STATED GOAL »
Select every line in the listing below that contains the word "blue". Copy each of those lines.

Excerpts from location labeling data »
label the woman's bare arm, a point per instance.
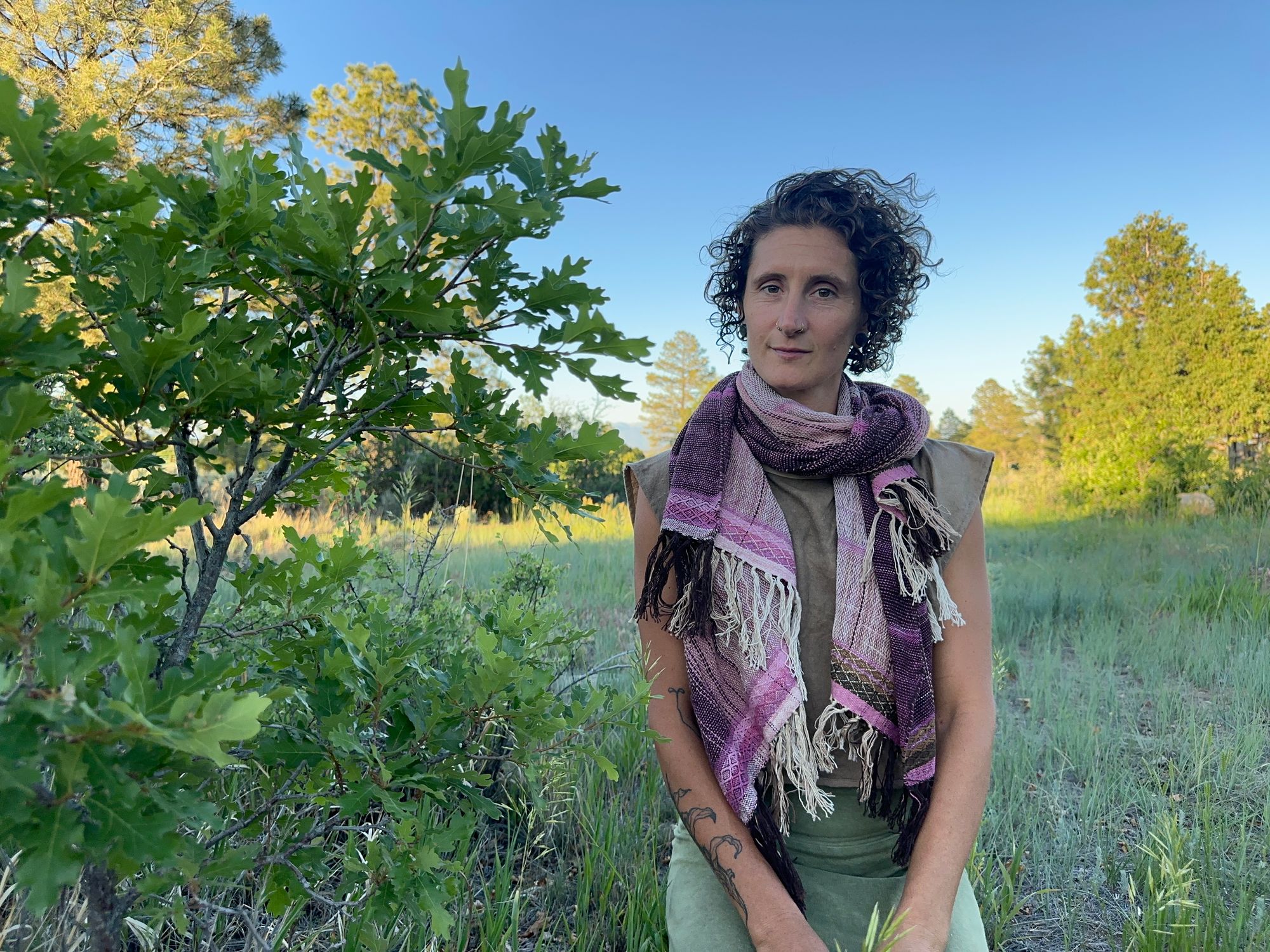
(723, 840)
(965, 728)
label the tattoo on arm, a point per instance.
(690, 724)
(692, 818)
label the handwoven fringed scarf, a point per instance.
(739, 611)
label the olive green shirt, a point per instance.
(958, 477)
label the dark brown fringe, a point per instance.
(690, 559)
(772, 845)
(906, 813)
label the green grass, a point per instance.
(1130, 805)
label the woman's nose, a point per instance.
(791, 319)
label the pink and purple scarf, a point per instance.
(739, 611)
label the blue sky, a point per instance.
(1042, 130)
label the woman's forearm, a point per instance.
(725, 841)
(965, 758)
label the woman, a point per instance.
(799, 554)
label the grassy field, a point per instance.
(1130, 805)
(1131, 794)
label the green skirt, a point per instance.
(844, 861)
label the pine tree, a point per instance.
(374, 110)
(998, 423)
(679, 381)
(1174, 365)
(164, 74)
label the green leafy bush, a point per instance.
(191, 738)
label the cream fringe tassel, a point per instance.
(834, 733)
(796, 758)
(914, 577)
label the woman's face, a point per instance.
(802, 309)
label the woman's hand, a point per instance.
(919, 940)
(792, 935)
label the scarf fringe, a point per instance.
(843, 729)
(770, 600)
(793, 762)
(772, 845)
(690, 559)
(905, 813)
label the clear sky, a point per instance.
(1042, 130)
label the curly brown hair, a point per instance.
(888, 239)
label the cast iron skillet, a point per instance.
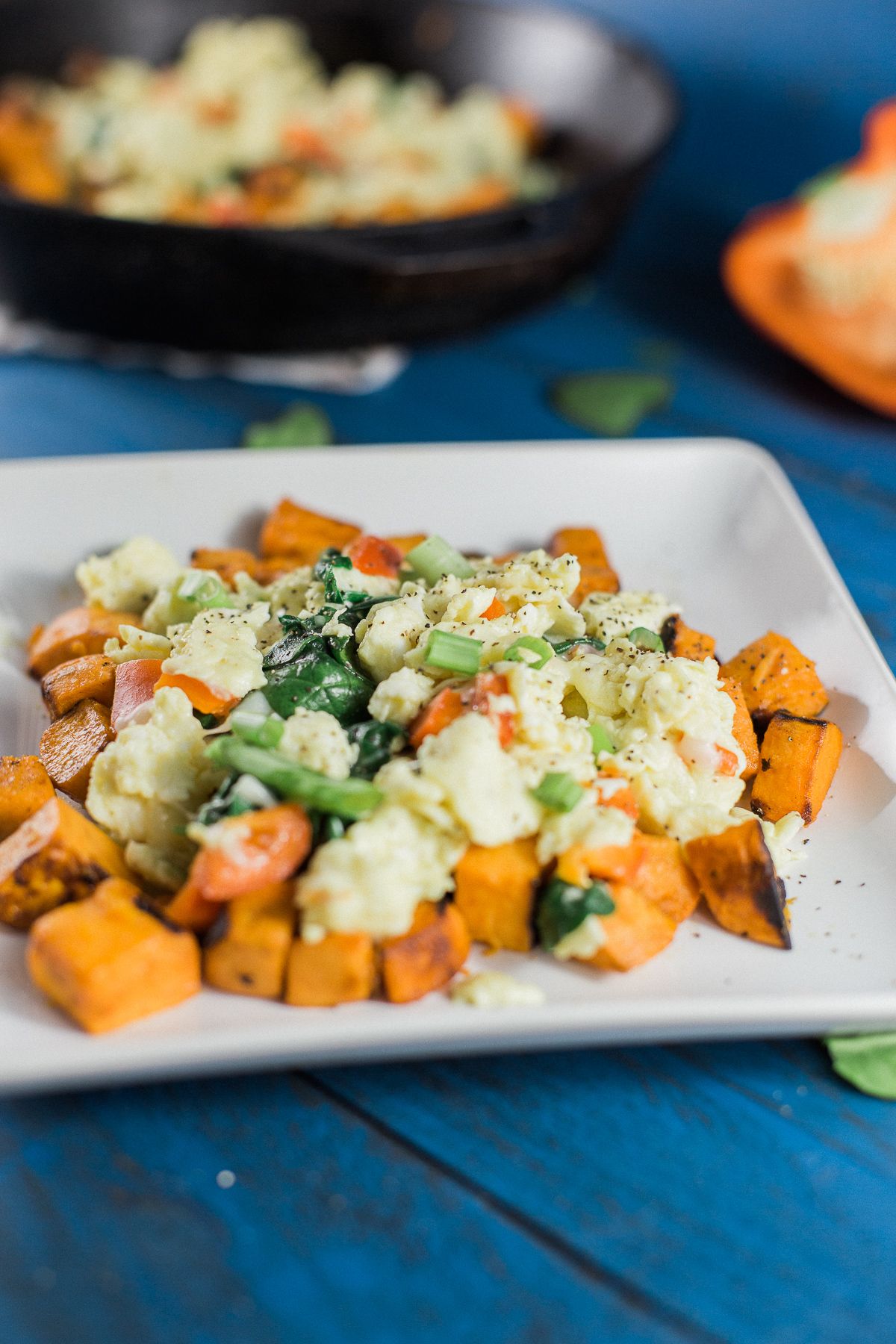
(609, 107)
--
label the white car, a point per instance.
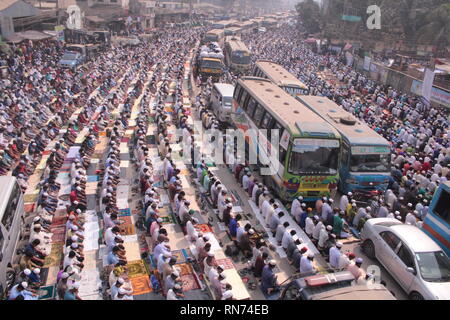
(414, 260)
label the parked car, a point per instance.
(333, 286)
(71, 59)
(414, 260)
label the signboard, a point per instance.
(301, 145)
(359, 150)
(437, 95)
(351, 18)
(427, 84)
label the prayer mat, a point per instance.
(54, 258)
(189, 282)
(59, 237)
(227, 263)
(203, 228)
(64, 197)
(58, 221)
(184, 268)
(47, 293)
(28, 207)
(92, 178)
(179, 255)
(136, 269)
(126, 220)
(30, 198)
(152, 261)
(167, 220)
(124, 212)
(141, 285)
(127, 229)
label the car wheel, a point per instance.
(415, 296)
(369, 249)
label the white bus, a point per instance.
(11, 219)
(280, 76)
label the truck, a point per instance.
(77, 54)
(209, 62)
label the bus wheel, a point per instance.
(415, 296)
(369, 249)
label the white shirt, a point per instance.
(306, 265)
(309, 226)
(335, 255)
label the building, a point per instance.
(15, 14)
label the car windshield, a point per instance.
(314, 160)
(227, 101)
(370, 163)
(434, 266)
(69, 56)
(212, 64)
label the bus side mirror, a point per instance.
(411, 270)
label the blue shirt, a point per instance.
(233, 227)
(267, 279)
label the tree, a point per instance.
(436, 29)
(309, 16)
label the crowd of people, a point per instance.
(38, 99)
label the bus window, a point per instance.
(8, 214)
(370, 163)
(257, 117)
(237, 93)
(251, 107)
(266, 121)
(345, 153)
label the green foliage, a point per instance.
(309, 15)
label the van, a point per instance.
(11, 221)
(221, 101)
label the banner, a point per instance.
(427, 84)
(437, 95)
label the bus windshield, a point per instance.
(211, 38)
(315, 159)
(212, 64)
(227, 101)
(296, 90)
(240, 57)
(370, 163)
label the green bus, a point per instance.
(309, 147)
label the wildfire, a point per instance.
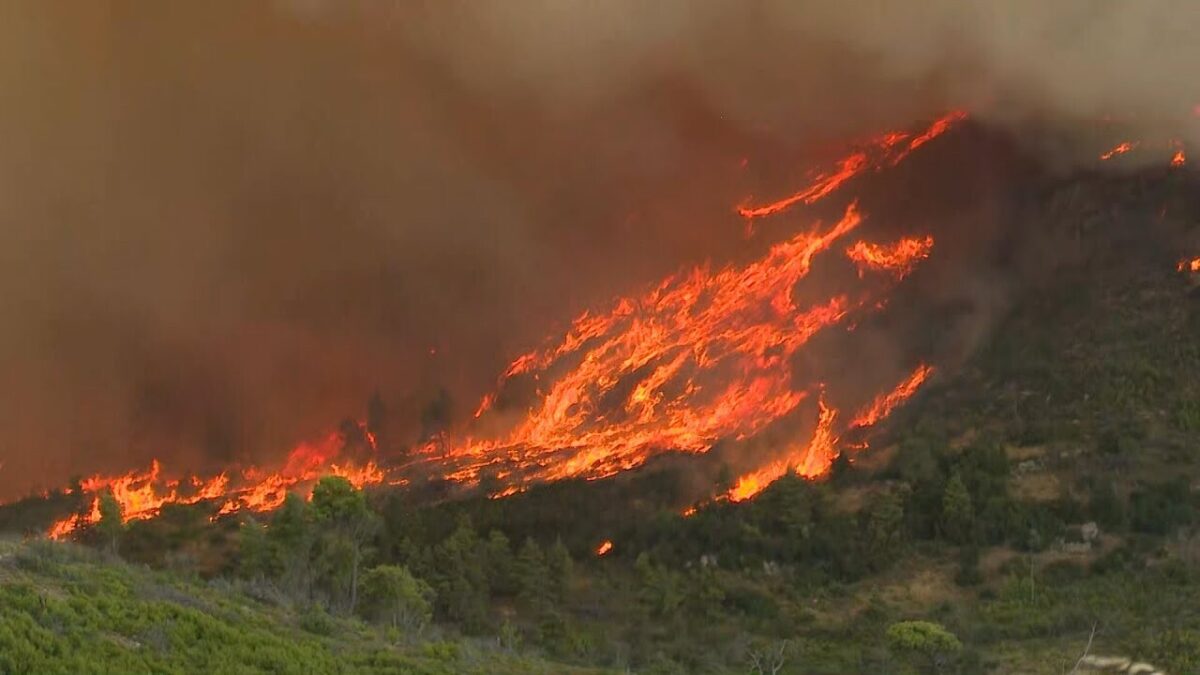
--
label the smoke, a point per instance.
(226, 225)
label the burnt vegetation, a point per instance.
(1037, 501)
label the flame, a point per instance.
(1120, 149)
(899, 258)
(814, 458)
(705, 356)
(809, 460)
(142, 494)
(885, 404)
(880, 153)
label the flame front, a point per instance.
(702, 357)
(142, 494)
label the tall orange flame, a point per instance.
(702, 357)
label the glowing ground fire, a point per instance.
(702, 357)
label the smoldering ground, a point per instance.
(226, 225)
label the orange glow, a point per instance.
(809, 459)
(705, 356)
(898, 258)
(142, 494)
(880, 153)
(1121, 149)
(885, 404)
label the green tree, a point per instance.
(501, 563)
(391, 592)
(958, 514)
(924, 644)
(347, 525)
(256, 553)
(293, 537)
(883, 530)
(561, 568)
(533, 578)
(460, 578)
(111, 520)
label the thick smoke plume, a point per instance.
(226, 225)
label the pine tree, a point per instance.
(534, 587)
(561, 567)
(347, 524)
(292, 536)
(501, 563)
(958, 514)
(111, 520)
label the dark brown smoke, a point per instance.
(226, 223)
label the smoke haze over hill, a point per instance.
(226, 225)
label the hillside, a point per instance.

WRITTEN ANSWER »
label the blue sky, a point per instance.
label the blue shirt, a point per instance.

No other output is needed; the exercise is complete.